(What you should do)
Rewrite the lines below from the line with "Pretty please, detect the black sock" to the line with "[0,183,1568,398]", both included, and include only those lines. Keep the requests unchanged, and multiply every bounding-box coordinate in the answers by 1.55, rounding to whole numbers with halves rounded up.

(Given records)

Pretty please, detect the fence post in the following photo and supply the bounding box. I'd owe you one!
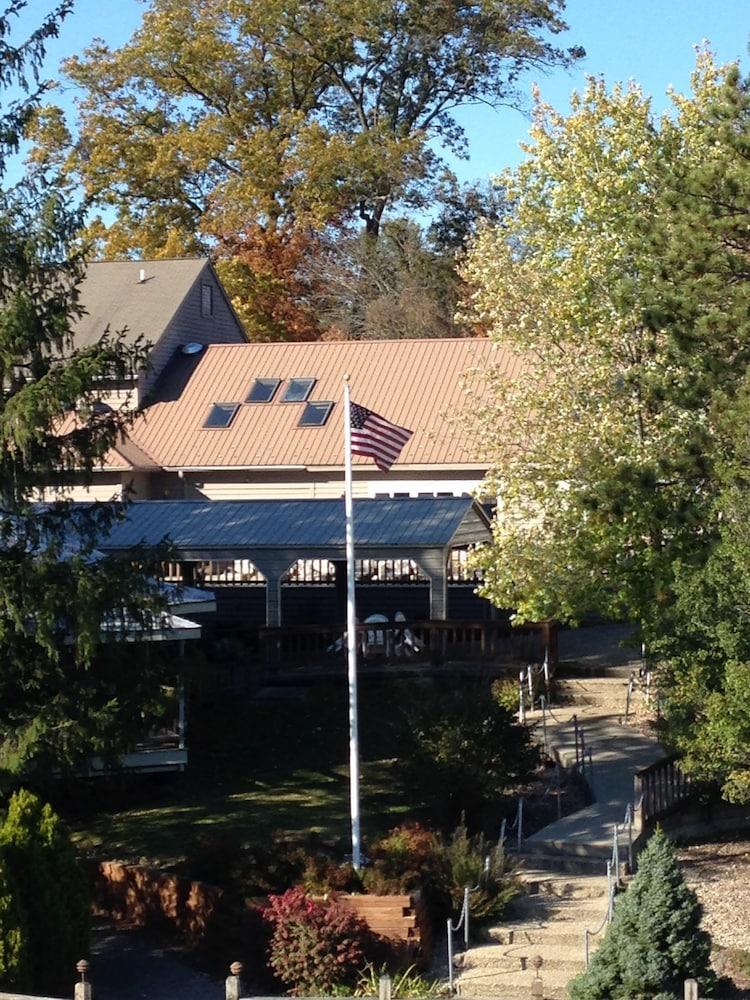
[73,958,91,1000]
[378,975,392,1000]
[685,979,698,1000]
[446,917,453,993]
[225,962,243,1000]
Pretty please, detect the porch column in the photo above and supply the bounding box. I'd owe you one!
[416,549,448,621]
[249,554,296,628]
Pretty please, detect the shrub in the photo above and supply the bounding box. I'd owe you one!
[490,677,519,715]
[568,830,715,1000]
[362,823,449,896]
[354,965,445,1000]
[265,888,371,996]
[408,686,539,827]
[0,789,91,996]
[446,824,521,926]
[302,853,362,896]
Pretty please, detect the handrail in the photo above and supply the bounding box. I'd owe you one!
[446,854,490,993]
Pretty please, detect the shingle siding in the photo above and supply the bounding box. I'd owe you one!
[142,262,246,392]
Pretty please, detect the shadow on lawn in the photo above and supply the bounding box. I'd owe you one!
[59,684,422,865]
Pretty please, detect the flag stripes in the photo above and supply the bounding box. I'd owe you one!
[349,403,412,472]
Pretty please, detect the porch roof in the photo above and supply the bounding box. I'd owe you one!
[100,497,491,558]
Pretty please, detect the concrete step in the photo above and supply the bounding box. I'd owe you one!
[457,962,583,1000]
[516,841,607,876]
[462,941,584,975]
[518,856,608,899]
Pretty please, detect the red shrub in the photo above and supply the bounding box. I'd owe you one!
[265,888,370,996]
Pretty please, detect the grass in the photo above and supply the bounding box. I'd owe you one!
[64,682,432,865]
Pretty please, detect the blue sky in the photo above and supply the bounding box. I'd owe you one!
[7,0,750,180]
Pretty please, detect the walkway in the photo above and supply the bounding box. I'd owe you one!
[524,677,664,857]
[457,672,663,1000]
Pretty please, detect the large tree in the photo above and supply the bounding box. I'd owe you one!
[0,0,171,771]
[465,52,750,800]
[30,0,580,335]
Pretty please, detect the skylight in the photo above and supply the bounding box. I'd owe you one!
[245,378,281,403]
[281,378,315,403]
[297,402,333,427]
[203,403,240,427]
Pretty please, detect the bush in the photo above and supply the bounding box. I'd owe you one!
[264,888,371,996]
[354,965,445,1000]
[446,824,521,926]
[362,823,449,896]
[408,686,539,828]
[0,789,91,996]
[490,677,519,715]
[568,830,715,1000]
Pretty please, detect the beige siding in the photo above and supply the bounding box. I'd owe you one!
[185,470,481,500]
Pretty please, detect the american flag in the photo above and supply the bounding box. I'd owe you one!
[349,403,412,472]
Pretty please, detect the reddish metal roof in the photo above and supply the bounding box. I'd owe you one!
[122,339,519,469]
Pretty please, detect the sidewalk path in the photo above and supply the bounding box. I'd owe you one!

==

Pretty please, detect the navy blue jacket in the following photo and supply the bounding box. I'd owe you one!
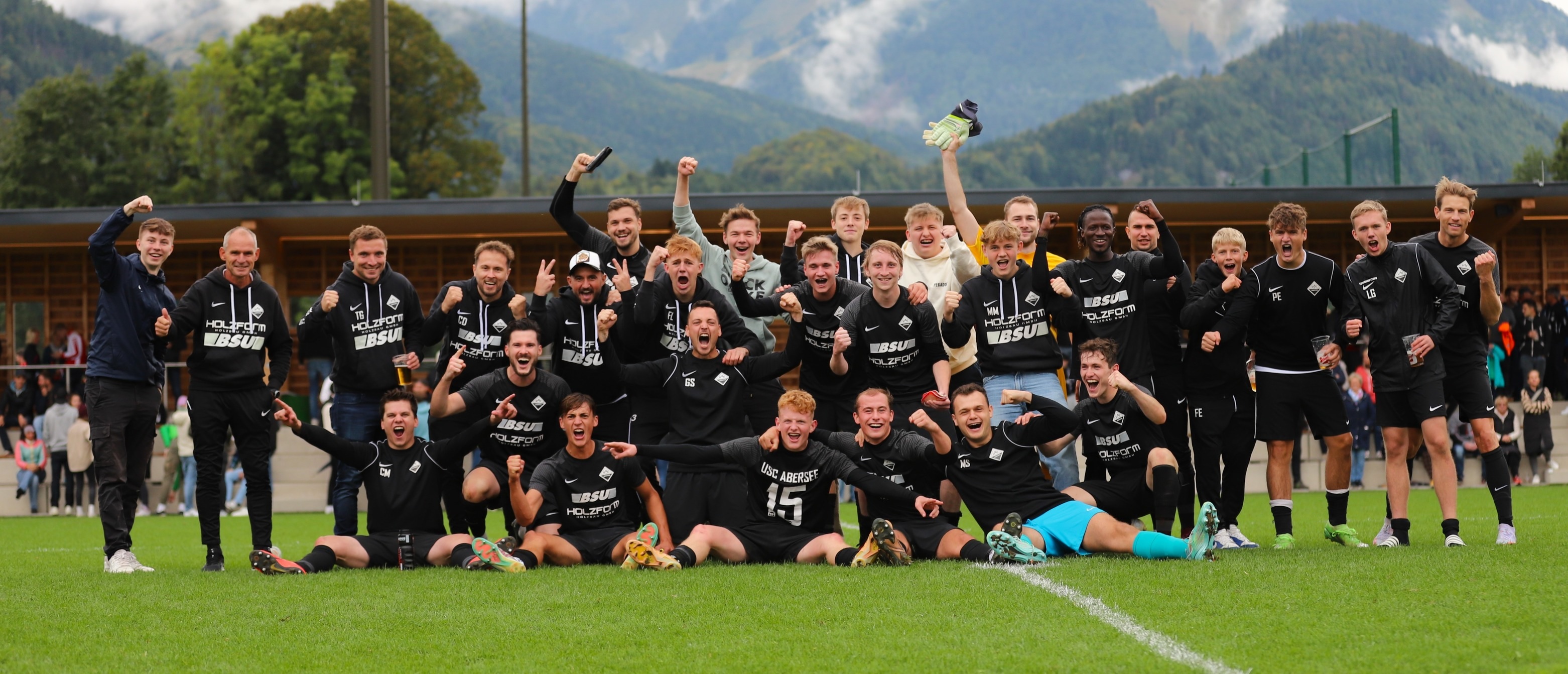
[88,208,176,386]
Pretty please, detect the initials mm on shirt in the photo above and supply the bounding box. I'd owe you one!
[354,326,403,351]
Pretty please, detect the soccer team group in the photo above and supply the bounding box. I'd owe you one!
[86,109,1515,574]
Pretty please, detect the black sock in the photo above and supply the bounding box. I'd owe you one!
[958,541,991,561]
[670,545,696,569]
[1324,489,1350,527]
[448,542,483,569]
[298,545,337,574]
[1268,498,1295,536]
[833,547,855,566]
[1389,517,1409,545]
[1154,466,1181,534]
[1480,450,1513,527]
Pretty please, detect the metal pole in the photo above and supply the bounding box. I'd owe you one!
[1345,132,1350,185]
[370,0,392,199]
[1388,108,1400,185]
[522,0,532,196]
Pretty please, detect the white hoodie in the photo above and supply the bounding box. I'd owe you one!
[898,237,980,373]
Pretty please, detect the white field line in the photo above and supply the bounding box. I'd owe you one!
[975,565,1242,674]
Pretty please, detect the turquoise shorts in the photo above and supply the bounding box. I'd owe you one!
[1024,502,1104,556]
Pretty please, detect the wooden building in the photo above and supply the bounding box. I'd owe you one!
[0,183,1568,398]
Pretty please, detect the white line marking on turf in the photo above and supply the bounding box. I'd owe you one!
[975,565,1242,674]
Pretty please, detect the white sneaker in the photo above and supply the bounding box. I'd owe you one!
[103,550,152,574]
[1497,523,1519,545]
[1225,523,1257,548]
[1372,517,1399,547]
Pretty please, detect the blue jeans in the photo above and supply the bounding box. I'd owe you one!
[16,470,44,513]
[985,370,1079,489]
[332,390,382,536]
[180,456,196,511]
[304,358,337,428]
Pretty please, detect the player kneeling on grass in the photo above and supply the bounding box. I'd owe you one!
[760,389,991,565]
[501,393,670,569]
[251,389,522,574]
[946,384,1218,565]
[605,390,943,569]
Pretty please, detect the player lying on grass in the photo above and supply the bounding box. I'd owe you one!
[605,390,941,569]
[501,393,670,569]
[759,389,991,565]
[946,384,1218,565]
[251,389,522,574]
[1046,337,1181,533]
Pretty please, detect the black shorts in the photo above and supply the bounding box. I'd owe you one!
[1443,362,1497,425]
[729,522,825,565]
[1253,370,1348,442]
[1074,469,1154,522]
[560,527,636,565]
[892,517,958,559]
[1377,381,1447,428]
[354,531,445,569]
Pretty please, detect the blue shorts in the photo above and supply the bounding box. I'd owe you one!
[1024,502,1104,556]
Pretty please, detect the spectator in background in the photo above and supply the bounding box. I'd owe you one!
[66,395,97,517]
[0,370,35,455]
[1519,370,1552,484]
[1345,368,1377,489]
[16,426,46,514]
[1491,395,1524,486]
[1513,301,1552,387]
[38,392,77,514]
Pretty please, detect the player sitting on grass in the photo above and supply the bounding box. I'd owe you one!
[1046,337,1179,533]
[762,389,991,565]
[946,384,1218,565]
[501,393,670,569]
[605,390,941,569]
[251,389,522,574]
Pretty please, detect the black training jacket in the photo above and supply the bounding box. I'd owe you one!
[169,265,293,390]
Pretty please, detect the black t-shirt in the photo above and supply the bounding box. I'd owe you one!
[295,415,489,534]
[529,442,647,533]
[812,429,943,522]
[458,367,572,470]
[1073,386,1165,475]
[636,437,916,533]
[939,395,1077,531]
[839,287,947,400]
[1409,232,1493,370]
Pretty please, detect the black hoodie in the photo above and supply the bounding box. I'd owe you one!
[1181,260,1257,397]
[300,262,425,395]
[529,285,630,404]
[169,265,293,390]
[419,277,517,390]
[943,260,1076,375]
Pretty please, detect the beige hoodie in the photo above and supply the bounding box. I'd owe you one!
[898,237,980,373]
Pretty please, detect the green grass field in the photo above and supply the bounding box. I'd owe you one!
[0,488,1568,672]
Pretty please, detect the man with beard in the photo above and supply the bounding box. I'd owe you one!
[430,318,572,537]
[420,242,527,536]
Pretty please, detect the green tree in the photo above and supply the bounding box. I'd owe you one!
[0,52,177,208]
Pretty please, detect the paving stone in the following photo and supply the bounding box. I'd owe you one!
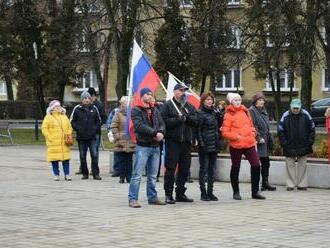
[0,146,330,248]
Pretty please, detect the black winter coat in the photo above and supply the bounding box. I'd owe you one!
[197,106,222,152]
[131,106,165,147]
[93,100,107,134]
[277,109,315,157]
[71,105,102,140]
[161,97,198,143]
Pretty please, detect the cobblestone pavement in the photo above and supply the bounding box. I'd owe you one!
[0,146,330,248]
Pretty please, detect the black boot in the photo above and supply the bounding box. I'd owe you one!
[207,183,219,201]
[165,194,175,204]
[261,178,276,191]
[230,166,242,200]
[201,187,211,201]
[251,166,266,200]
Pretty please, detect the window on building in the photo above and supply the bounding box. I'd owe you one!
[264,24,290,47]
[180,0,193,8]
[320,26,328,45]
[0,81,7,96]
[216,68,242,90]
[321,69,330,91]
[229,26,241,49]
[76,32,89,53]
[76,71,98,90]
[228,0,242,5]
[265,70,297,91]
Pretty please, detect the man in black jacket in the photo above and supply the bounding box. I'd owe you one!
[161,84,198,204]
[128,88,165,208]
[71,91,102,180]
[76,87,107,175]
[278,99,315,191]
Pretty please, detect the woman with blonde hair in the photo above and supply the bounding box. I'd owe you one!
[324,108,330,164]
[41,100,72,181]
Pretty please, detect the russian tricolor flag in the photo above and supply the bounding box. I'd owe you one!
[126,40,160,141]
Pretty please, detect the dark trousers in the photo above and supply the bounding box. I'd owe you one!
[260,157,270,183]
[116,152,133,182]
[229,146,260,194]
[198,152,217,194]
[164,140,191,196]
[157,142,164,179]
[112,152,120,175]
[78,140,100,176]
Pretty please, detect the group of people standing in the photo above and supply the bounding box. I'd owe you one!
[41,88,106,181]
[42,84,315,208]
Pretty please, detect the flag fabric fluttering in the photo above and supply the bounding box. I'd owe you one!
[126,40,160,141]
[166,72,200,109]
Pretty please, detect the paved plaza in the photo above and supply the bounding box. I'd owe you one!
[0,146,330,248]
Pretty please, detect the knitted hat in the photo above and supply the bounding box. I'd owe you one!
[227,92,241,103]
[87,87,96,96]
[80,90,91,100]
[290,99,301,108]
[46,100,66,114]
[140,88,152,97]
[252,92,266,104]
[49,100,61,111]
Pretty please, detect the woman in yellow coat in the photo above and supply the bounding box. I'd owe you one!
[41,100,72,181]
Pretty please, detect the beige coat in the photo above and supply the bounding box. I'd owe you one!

---

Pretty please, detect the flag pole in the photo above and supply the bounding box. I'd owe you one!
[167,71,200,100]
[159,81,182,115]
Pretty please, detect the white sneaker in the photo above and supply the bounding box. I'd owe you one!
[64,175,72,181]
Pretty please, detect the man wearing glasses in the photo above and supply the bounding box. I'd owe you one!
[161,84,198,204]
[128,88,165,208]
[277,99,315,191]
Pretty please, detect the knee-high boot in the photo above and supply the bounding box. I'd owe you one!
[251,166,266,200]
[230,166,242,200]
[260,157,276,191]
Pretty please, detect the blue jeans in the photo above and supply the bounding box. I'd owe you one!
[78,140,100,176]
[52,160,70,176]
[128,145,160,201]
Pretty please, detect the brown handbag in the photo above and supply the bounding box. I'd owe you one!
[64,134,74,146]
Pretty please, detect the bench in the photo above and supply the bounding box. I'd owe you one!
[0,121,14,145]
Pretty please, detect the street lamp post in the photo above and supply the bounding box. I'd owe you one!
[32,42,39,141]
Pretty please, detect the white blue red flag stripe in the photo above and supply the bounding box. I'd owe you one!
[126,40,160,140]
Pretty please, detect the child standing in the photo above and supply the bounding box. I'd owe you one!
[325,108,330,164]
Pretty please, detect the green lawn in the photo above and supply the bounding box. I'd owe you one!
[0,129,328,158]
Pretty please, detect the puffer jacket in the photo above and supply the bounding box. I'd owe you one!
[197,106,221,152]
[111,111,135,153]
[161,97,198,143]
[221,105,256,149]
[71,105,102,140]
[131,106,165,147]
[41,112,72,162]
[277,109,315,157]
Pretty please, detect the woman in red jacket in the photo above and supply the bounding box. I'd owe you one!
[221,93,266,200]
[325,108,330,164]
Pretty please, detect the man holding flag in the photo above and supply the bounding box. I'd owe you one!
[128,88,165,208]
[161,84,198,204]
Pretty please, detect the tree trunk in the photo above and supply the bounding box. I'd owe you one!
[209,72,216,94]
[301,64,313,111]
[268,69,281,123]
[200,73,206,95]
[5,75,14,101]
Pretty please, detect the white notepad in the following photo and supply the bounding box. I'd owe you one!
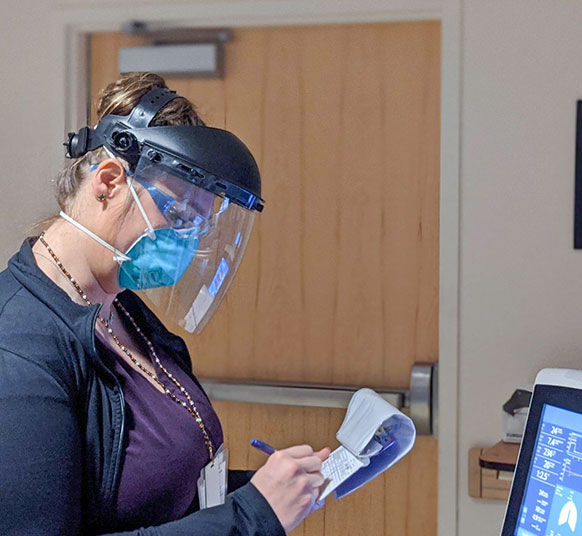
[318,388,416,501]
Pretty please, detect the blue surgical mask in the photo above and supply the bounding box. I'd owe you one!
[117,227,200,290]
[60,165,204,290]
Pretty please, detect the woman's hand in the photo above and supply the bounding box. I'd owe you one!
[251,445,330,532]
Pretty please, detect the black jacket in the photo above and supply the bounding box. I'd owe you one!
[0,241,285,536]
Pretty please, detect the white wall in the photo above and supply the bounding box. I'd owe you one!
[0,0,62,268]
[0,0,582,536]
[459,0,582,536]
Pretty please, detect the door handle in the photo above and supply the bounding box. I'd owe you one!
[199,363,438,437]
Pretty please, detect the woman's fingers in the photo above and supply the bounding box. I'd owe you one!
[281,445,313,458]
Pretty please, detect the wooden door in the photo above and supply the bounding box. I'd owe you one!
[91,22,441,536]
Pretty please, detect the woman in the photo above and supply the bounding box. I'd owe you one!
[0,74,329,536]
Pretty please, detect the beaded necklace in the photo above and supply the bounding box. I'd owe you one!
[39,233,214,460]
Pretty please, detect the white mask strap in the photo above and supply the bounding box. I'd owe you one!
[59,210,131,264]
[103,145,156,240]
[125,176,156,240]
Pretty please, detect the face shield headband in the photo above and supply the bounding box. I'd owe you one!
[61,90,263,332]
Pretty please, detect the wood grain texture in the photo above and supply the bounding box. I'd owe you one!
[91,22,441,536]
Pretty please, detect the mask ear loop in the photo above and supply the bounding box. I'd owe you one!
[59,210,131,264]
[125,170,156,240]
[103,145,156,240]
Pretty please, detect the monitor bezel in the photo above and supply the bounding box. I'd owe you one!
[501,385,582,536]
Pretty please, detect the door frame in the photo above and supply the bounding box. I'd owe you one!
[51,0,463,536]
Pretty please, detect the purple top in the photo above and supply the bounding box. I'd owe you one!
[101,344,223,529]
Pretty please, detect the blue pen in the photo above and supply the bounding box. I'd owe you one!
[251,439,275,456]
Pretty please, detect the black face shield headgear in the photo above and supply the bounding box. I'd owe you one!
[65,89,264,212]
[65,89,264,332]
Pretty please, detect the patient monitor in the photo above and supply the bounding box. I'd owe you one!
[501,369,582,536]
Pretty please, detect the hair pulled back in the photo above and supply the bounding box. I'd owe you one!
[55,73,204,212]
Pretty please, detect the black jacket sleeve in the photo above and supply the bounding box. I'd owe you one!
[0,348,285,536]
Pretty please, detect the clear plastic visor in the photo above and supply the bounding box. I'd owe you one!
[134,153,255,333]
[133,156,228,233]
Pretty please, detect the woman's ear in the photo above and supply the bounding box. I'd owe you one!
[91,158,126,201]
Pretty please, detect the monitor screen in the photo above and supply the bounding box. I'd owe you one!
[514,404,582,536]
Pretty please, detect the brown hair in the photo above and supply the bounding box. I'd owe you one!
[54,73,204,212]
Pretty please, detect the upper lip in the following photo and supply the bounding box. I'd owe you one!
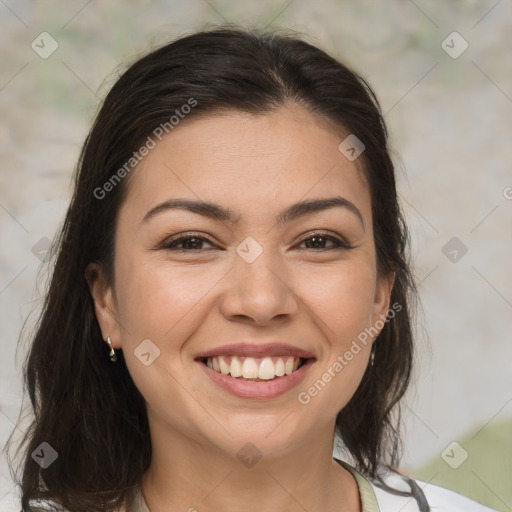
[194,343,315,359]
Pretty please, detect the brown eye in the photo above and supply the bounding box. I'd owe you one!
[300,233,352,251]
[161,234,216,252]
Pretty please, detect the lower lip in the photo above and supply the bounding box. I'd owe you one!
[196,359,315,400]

(Task output)
Pretty please, detect the black sock in the photo above and supply the bounding box. I'd owe you one!
[1485,839,1536,870]
[1039,845,1079,882]
[2052,758,2093,817]
[694,840,749,882]
[462,845,522,890]
[1965,772,2007,831]
[1291,848,1325,877]
[2153,801,2184,845]
[1789,722,1831,828]
[2294,698,2345,817]
Pretty please, detect the metal pole in the photo above and supply the bounding box. I'd owe you one!
[2085,205,2093,287]
[574,0,608,308]
[2151,167,2170,287]
[809,0,825,304]
Pretty please, detect the white hoodie in the photo above and supply the bounding box. I'd owe you one!
[1392,367,1519,578]
Pretty please, detect the white field line in the photo above and supply the bounding box. I'd owe you one!
[1511,876,1925,1045]
Pretty please, detect the turquoise shorts in the photo above and supply the bounding box. I'd owe you one!
[1587,778,1711,862]
Pretty please, detect the wooden building in the photo above and supply the bounding box. I'd owe you one!
[0,284,2430,617]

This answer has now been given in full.